Exercise → Everything in the entries except the pictures must be repeated exactly.

The records →
Segment Open
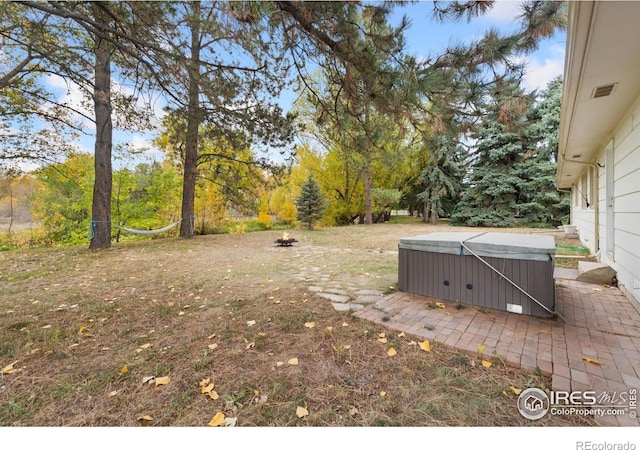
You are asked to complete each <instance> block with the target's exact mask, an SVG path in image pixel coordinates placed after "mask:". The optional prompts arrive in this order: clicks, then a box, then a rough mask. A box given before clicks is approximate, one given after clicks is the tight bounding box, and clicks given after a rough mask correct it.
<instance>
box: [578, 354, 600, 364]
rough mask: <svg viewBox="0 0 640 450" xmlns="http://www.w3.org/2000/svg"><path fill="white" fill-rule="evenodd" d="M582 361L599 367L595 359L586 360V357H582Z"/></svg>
mask: <svg viewBox="0 0 640 450" xmlns="http://www.w3.org/2000/svg"><path fill="white" fill-rule="evenodd" d="M582 360H583V361H584V362H586V363H589V364H595V365H597V366H599V365H600V361H598V360H597V359H591V358H587V357H586V356H583V357H582Z"/></svg>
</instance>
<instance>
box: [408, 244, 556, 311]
Segment Closed
Solution for this problem →
You are asked to complete each <instance> block with the target's exact mask, an SVG path in image pixel coordinates placed after "mask:". The optional prompts arrive in this order: clicks, then a box, then a rough mask. A box given before clicks is approximate, one given after clicks is the tight bounding box, and clicks given after a rough mask correct it.
<instance>
box: [578, 354, 600, 364]
rough mask: <svg viewBox="0 0 640 450" xmlns="http://www.w3.org/2000/svg"><path fill="white" fill-rule="evenodd" d="M582 361L599 367L595 359L586 360V357H582Z"/></svg>
mask: <svg viewBox="0 0 640 450" xmlns="http://www.w3.org/2000/svg"><path fill="white" fill-rule="evenodd" d="M582 360H583V361H584V362H586V363H589V364H595V365H597V366H599V365H600V361H598V360H597V359H591V358H587V357H586V356H583V357H582Z"/></svg>
</instance>
<instance>
box: [408, 244, 556, 311]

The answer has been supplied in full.